(Excerpts of pointing data):
START
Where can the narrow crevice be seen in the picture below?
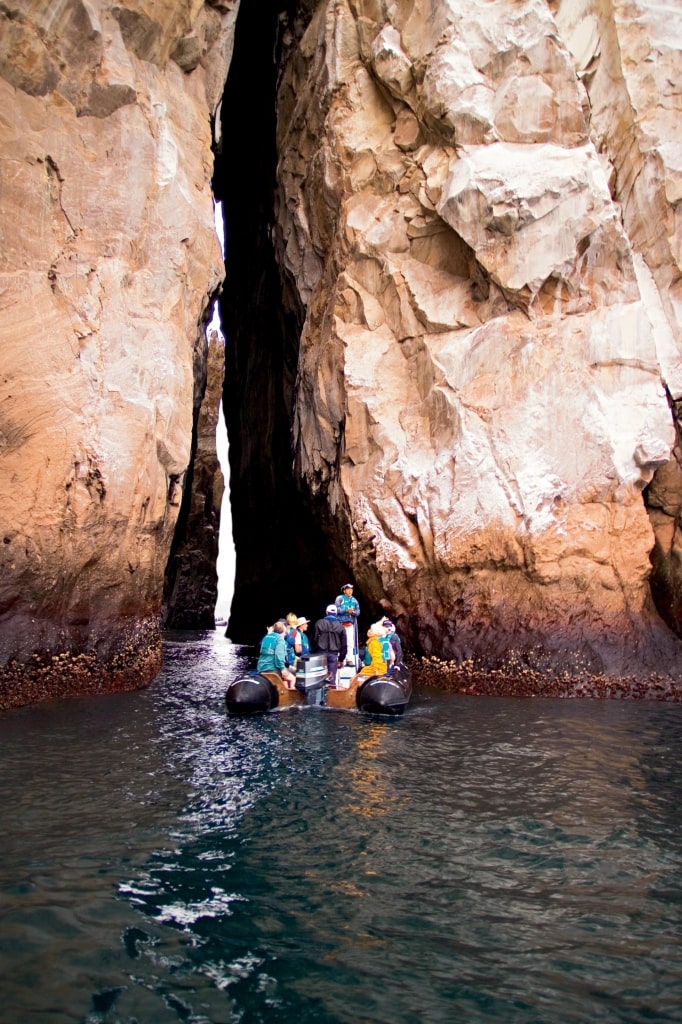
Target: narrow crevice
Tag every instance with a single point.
(283, 560)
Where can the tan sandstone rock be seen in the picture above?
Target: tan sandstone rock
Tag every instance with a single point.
(480, 392)
(108, 262)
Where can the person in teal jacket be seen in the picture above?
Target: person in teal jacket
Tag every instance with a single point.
(272, 655)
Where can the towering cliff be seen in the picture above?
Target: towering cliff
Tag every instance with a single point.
(453, 316)
(108, 261)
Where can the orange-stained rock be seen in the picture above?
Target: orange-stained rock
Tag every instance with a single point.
(108, 262)
(482, 371)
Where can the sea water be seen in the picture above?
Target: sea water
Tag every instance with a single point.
(479, 859)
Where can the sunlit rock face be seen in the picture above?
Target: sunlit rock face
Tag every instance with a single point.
(629, 57)
(487, 265)
(192, 584)
(108, 260)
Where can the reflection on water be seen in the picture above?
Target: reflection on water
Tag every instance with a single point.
(479, 859)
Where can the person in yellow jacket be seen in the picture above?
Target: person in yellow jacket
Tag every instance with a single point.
(378, 653)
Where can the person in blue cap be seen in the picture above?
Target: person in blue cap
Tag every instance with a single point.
(347, 605)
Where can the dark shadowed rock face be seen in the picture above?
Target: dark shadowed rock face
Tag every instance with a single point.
(465, 374)
(452, 315)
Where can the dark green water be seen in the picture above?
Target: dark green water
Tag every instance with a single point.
(477, 860)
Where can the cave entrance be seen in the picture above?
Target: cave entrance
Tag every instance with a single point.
(283, 558)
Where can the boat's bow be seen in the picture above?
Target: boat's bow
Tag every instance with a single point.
(385, 694)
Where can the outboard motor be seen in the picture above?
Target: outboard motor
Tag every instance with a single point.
(310, 675)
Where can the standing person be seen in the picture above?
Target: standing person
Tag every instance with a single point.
(273, 653)
(329, 637)
(348, 613)
(293, 638)
(378, 653)
(302, 627)
(393, 639)
(347, 605)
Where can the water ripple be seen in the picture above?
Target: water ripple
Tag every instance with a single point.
(486, 860)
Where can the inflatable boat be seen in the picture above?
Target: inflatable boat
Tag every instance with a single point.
(261, 691)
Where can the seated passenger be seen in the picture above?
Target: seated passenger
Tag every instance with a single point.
(378, 653)
(273, 654)
(394, 640)
(293, 639)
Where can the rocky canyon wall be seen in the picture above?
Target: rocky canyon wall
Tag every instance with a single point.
(453, 316)
(109, 258)
(479, 213)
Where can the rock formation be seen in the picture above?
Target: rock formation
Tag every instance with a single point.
(478, 210)
(108, 263)
(192, 584)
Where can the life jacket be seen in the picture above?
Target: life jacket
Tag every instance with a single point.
(376, 664)
(292, 637)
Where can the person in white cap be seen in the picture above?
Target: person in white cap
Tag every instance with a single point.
(302, 627)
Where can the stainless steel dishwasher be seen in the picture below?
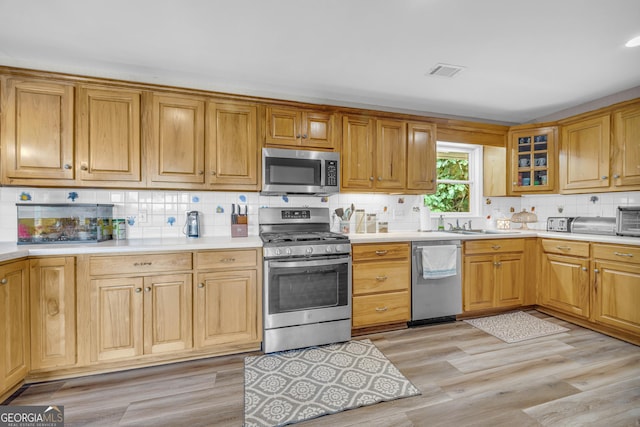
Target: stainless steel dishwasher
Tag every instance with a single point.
(435, 300)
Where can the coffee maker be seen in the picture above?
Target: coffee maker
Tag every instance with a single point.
(192, 224)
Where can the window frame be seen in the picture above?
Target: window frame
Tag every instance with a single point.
(475, 180)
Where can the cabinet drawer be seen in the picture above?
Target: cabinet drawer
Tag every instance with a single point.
(380, 309)
(137, 264)
(377, 252)
(617, 253)
(227, 259)
(381, 277)
(493, 246)
(566, 247)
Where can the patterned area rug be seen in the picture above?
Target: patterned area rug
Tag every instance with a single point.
(292, 386)
(516, 326)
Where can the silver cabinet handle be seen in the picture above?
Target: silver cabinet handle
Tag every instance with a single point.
(623, 254)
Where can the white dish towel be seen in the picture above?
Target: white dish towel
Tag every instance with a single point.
(439, 261)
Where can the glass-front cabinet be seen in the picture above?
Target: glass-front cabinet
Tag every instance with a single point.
(533, 159)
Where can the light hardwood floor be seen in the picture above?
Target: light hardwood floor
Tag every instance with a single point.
(467, 378)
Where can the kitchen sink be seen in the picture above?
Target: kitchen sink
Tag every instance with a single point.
(481, 231)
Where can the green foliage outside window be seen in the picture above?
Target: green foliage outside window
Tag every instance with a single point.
(450, 197)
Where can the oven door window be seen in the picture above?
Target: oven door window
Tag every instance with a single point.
(305, 288)
(283, 171)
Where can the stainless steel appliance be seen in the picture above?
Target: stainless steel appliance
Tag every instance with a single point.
(307, 279)
(192, 224)
(435, 300)
(300, 172)
(628, 221)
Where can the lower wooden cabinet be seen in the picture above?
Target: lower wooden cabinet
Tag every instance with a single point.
(493, 274)
(227, 298)
(52, 285)
(564, 281)
(381, 284)
(132, 316)
(14, 324)
(617, 287)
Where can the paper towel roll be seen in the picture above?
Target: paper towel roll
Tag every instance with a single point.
(425, 218)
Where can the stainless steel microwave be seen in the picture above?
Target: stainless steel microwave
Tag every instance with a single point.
(300, 172)
(628, 221)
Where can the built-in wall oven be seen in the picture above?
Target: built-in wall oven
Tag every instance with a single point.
(307, 279)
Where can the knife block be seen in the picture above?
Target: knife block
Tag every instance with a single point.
(239, 230)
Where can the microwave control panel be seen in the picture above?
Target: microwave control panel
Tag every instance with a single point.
(331, 173)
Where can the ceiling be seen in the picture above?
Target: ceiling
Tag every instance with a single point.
(523, 59)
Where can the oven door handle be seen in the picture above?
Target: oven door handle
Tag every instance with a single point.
(309, 263)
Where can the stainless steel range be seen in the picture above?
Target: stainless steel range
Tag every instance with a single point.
(307, 279)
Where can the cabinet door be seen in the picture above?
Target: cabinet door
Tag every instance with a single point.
(108, 137)
(565, 284)
(37, 131)
(233, 142)
(283, 126)
(478, 282)
(167, 313)
(617, 292)
(533, 160)
(116, 318)
(225, 308)
(53, 313)
(14, 324)
(421, 157)
(390, 155)
(626, 149)
(318, 130)
(584, 154)
(357, 153)
(509, 280)
(177, 140)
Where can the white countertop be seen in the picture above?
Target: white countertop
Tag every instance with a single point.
(9, 251)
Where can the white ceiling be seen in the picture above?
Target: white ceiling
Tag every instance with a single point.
(524, 59)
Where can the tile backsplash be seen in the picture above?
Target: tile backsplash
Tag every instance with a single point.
(153, 214)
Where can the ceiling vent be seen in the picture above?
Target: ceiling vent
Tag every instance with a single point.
(445, 70)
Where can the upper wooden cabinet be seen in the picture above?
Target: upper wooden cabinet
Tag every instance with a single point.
(108, 135)
(584, 154)
(626, 148)
(177, 140)
(421, 157)
(232, 141)
(386, 155)
(37, 131)
(533, 157)
(206, 145)
(300, 128)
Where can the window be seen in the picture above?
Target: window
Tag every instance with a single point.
(459, 169)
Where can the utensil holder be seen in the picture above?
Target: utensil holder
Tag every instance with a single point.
(239, 230)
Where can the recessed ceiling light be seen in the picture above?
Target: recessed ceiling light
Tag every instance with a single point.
(633, 42)
(445, 70)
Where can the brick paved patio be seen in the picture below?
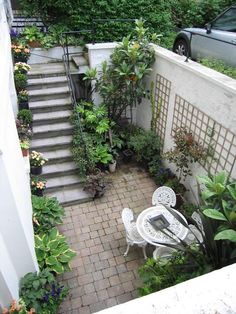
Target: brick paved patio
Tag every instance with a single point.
(101, 277)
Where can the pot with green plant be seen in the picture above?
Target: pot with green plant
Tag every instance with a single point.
(36, 162)
(33, 36)
(95, 183)
(25, 117)
(38, 185)
(25, 144)
(23, 99)
(20, 81)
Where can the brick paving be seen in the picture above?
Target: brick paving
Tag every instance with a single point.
(101, 276)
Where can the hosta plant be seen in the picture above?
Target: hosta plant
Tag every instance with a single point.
(47, 212)
(42, 292)
(53, 251)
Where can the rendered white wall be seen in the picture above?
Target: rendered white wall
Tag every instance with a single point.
(16, 230)
(212, 293)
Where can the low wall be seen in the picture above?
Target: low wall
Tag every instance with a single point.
(198, 98)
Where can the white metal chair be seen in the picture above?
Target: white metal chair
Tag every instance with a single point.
(132, 235)
(164, 195)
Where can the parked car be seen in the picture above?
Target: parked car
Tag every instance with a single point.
(216, 40)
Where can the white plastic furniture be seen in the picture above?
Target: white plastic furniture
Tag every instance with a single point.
(132, 235)
(164, 195)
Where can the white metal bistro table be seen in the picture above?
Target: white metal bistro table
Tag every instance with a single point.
(156, 237)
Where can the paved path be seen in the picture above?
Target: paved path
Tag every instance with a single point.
(101, 277)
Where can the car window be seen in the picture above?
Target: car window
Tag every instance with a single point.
(227, 21)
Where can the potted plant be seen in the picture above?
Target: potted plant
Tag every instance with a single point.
(36, 162)
(20, 81)
(21, 67)
(20, 53)
(38, 185)
(23, 99)
(95, 183)
(33, 36)
(25, 144)
(25, 117)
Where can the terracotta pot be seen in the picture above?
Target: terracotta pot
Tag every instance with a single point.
(25, 152)
(112, 167)
(36, 170)
(38, 192)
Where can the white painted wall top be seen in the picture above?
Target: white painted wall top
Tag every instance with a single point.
(213, 293)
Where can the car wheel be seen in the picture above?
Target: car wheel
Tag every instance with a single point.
(181, 47)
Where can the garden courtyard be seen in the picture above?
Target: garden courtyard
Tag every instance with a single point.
(101, 276)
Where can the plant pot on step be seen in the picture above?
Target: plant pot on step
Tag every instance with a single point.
(36, 170)
(112, 166)
(127, 155)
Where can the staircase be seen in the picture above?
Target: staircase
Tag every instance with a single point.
(50, 104)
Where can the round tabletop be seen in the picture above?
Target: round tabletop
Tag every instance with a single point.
(154, 236)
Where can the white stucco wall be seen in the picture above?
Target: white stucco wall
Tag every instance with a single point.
(16, 230)
(212, 293)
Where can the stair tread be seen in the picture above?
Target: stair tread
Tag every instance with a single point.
(52, 115)
(47, 80)
(50, 103)
(60, 126)
(59, 167)
(71, 179)
(71, 196)
(54, 140)
(49, 91)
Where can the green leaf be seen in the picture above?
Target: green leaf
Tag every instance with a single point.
(214, 214)
(228, 234)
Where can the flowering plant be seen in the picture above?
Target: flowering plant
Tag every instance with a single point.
(20, 52)
(21, 67)
(23, 96)
(38, 183)
(37, 159)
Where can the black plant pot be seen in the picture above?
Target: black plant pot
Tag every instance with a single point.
(127, 155)
(38, 192)
(23, 105)
(36, 170)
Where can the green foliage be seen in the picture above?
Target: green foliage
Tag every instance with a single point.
(158, 274)
(219, 197)
(121, 84)
(42, 292)
(47, 212)
(220, 67)
(53, 252)
(25, 116)
(185, 152)
(20, 81)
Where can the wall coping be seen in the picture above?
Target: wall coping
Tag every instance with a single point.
(198, 69)
(211, 293)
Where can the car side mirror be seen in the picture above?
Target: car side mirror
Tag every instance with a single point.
(208, 28)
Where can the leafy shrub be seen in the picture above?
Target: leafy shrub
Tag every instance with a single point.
(47, 212)
(53, 252)
(25, 116)
(219, 66)
(42, 292)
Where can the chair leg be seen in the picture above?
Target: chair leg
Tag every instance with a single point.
(127, 250)
(144, 252)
END
(Required work): Only the lines from the one containing "Where can the white stucco" to the end of the listing belong in the output, each reproduced exactly.

(Completed task):
Where can the white stucco wall be seen in the picture above?
Target: white stucco wall
Tag every instance with a single point.
(16, 230)
(212, 293)
Where can the stair tread be seen in the picture above?
Target: stair tread
Tag every instance with a single point.
(52, 115)
(47, 80)
(50, 103)
(60, 126)
(59, 167)
(71, 179)
(71, 196)
(54, 140)
(49, 91)
Where can the green leaf be seen in the picture above?
Target: green leaf
Tag every instance with a single point.
(214, 214)
(228, 234)
Where can the flowering plant be seen in the picture above?
Target: flowering plant
Tag every instance with a single point.
(20, 52)
(21, 67)
(23, 96)
(38, 183)
(37, 159)
Where can the black plant pot be seen in the picture above?
Target: black plant pot
Tag every instance with a single point.
(127, 155)
(38, 192)
(23, 105)
(36, 170)
Where can the green foliage be seen in the picture above?
Target: green foliage
Tag every instance with a single point.
(158, 274)
(219, 197)
(121, 84)
(42, 292)
(47, 212)
(220, 67)
(53, 252)
(25, 116)
(185, 152)
(20, 81)
Where can the wall coping be seen in the picture above?
Target: wall coping
Tag every instance with a single point.
(198, 69)
(211, 293)
Where can the car side mirror be seen in the picture above?
Target: car side mirror
Tag every instance with a single point.
(208, 28)
Where can the leafy shrub be seen in the picture above?
Target: leafy shrub
Tag every instance with a single point.
(47, 212)
(53, 252)
(25, 116)
(219, 66)
(42, 292)
Where can the chair leg be seen in the picture above?
Target: chair leg
Tag every instance with a single point.
(127, 250)
(144, 252)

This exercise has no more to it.